Sasaran Tugas
1 – Tolong tulis ulang bagian teks tentang kinerja keuangan daerah, mulai dari "Ferdy Sukmadianto" sampai "laporan keuangan tersebut.", dan tukar "LKPD" dengan "laporan keuangan daerah".
2 – Menurut teks tentang kinerja keuangan daerah, lembaga apa yang memeriksa dan mengaudit LKPD setiap tahun?

Bagian Teks
Ferdy Sukmadianto
ASN Kanwil Ditjen Perbendaharaan Kaltim
Kinerja keuangan daerah merupakan indikator dan tolok ukur sejauh mana daerah telah menerapkan prinsip-prinsip good governance dalam tata kelola keuangannya. Kinerja keuangan daerah biasanya dilihat dari capaian Laporan Keuangan Pemerintah Daerah (LKPD). LKPD secara periodik (tahunan) diperiksa dan diaudit oleh Badan Pemeriksa Keuangan (BPK) untuk mengetahui tingkat kewajaran, relevansi serta kecukupan materialitas yang diungkapkan dalam penyajian laporan keuangan tersebut.
Hasil pemeriksaan oleh BPK berupa opini audit yang disusun melalui serangkaian prosedur dan analisis terhadap prinsip-prinsip akuntansi pemerintahan yang terstandardisasi dan diterapkan oleh pemerintah daerah. Hasil opini audit BPK secara linear dipandang sebagai hasil akhir capaian LKPD, namun demikian penggunaan informasi LKPD sendiri secara komprehensif bertujuan memberikan arah kebijakan pembangunan daerah oleh pimpinan daerah demi tercapainya kesejahteraan masyarakat yang optimal.
Dari beberapa pengamatan, tidak banyak dan hanya sedikit pimpinan daerah yang mengerti dan memahami informasi dari LKPD untuk digunakan sebagai bahan kebijakan penyusunan strategi pembangunan daerah yang berfokus pada peningkatan kualitas kesejahteraan masyarakat. Banyak pimpinan daerah yang menganggap urusan kesejahteraan masyarakat berkaitan dengan anggaran daerah. Semakin banyak anggaran daerah maka urusan peningkatan kesejahteraan masyarakat semakin tinggi begitupun sebaliknya, hal ini merujuk kondisi ruang fiskal daerah. Anggapan tersebut tidak seluruhnya salah namun juga tidak bisa dibenarkan seratus persen.

[Entri penunjuk objek bernama]

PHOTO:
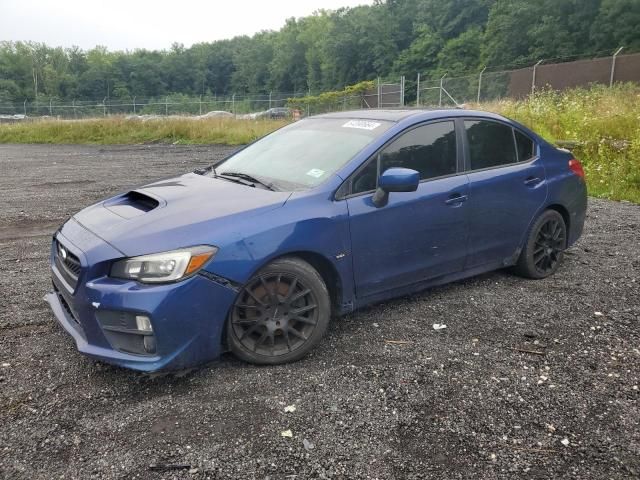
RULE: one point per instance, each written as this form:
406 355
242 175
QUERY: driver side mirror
395 180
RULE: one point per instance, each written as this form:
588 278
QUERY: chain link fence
445 91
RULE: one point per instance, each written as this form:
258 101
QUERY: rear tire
280 315
544 248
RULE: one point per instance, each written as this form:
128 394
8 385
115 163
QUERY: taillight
576 167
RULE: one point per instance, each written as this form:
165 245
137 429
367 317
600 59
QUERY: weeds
602 125
118 130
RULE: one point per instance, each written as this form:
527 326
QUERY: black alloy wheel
280 314
544 249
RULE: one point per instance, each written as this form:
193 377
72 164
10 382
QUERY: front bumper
187 317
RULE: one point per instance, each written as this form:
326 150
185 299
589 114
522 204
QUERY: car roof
396 115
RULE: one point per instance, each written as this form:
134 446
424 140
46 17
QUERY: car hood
175 213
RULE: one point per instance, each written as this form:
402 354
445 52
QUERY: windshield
303 154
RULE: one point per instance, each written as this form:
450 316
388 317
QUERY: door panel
502 203
505 190
416 236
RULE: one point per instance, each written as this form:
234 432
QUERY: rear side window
526 147
490 144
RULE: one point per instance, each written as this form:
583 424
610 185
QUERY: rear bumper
187 317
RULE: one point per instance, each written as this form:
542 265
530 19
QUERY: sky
150 24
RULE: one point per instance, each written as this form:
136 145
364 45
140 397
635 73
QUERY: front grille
68 264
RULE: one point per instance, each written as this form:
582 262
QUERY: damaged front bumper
143 327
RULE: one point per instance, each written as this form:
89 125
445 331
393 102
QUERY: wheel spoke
298 295
308 321
292 288
249 331
537 258
296 333
245 322
253 295
262 338
286 336
267 288
303 309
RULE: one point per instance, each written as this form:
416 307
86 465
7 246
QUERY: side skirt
433 282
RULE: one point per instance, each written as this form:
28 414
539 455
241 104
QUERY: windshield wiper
248 178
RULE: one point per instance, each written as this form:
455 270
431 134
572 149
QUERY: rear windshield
304 154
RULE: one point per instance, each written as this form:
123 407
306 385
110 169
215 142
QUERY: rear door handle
532 181
455 198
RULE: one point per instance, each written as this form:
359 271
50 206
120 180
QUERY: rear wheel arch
562 211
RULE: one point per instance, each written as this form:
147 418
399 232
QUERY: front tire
280 314
544 249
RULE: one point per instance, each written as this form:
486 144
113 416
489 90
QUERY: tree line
331 49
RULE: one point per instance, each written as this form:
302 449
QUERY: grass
601 127
601 124
118 130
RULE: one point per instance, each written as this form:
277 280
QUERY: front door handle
455 198
532 181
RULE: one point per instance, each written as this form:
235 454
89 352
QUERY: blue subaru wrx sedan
317 219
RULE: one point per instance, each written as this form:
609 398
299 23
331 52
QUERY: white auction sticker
363 124
315 173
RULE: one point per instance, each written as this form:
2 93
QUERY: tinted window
366 179
490 144
526 147
430 150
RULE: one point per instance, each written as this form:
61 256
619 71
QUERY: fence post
533 80
480 83
613 66
441 86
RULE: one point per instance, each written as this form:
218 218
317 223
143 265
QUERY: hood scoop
131 204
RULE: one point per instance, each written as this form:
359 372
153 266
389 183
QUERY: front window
429 149
303 154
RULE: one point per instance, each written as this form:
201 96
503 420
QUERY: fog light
149 343
143 323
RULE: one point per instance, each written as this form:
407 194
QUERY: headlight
163 267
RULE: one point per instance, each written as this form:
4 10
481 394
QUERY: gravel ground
530 379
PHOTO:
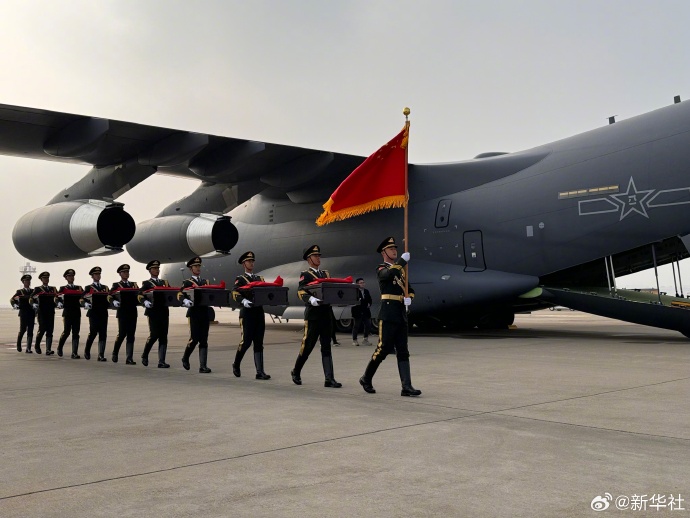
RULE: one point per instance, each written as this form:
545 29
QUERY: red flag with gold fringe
378 183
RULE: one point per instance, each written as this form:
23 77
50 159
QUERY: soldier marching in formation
27 315
252 320
44 300
392 318
158 315
97 313
318 319
199 318
71 313
126 315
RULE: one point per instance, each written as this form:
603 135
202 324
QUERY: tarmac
534 421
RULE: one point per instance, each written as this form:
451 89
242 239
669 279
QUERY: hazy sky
478 76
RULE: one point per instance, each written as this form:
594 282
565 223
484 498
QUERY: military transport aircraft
499 234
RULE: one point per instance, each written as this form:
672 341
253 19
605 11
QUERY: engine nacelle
73 230
180 237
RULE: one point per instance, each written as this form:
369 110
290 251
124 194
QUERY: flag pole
406 113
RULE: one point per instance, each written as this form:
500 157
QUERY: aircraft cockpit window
594 191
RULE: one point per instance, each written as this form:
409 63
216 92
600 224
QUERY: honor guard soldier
126 316
27 315
392 318
97 313
159 318
198 316
252 320
71 315
44 300
318 319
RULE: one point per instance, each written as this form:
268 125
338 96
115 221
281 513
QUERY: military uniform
45 297
126 315
199 318
71 317
97 315
252 323
318 320
159 319
392 323
27 315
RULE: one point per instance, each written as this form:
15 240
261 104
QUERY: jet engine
73 230
180 237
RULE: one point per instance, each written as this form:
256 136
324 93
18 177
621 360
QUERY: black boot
75 349
162 349
61 344
327 362
116 350
368 377
406 380
185 357
203 356
130 354
87 347
238 360
259 363
101 351
296 372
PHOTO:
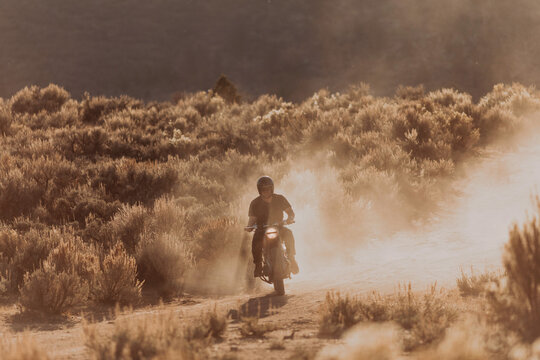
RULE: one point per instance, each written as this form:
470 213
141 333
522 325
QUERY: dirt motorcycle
276 265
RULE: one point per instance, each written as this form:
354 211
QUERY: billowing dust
468 232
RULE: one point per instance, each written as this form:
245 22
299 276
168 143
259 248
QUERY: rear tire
279 286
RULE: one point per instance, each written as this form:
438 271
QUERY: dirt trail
471 232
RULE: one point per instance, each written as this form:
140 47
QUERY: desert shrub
474 285
516 301
117 281
93 109
303 353
63 280
203 102
426 319
72 255
366 342
129 181
410 92
211 325
149 336
79 202
24 253
18 193
46 290
423 319
32 100
5 119
162 260
128 225
226 89
22 347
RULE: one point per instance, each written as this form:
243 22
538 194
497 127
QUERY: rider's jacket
268 213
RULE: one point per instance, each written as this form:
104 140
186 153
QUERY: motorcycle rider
267 209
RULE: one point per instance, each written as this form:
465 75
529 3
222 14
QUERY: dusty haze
151 50
467 233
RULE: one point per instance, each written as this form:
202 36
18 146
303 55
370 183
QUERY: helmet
265 181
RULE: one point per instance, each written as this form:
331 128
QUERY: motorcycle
276 265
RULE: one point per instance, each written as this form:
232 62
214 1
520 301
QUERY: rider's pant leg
288 239
256 246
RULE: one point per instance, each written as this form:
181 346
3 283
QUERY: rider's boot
258 270
294 265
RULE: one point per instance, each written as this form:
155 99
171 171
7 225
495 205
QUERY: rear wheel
279 286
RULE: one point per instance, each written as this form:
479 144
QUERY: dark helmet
265 181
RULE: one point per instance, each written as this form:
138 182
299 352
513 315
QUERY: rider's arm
251 221
290 215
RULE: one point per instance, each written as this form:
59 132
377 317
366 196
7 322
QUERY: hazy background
152 49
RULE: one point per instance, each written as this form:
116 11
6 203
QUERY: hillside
151 50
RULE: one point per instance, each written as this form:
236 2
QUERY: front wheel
279 286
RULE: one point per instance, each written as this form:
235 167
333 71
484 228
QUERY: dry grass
515 299
475 285
252 328
117 281
366 342
211 325
167 180
424 318
147 336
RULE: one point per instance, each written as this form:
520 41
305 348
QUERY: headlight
272 233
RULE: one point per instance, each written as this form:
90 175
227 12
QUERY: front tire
279 286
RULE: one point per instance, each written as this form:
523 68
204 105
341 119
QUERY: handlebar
255 227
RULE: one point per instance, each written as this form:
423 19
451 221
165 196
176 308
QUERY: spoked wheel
279 286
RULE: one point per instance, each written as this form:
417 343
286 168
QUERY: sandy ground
494 193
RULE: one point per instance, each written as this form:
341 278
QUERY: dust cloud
495 191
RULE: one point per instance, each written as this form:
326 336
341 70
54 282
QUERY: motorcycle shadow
262 306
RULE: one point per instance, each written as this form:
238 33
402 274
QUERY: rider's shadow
262 306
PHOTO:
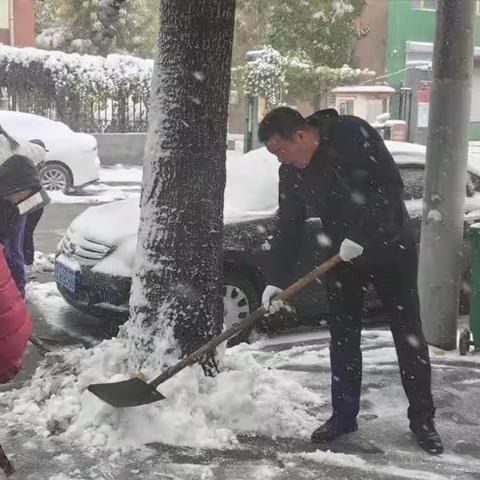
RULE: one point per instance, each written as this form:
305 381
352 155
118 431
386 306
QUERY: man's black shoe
333 428
427 436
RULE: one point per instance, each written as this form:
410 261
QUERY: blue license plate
65 276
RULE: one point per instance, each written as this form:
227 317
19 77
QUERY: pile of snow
43 262
198 411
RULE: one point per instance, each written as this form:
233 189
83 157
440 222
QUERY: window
345 107
475 181
424 4
413 179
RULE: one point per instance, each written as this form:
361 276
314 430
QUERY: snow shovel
136 391
5 464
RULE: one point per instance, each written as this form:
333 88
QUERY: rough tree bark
177 288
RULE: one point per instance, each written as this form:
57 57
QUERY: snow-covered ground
253 421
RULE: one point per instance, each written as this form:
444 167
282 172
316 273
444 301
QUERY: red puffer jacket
15 324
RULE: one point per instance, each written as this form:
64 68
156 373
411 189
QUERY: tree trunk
176 296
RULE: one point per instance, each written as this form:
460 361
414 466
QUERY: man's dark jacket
352 184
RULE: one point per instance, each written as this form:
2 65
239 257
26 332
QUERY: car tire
56 177
240 298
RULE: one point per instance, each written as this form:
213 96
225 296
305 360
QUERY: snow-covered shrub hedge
270 75
79 88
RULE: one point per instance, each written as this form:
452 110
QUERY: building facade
17 23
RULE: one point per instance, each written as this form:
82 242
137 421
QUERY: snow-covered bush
270 75
87 91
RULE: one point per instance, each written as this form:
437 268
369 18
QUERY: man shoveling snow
338 168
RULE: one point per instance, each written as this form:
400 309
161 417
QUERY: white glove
268 294
350 250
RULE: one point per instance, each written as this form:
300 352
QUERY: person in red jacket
15 321
20 194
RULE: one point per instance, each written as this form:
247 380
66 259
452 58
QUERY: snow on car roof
251 192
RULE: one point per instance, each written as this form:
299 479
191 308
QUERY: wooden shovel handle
247 322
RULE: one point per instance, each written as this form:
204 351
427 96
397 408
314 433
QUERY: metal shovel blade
129 393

Hasil Tugas
1 –
Ferdy Sukmadianto
ASN Kanwil Ditjen Perbendaharaan Kaltim
Kinerja keuangan daerah merupakan indikator dan tolok ukur sejauh mana daerah telah menerapkan prinsip-prinsip good governance dalam tata kelola keuangannya. Kinerja keuangan daerah biasanya dilihat dari capaian Laporan Keuangan Pemerintah Daerah (laporan keuangan daerah). laporan keuangan daerah secara periodik (tahunan) diperiksa dan diaudit oleh Badan Pemeriksa Keuangan (BPK) untuk mengetahui tingkat kewajaran, relevansi serta kecukupan materialitas yang diungkapkan dalam penyajian laporan keuangan tersebut.

2 – Badan Pemeriksa Keuangan (BPK).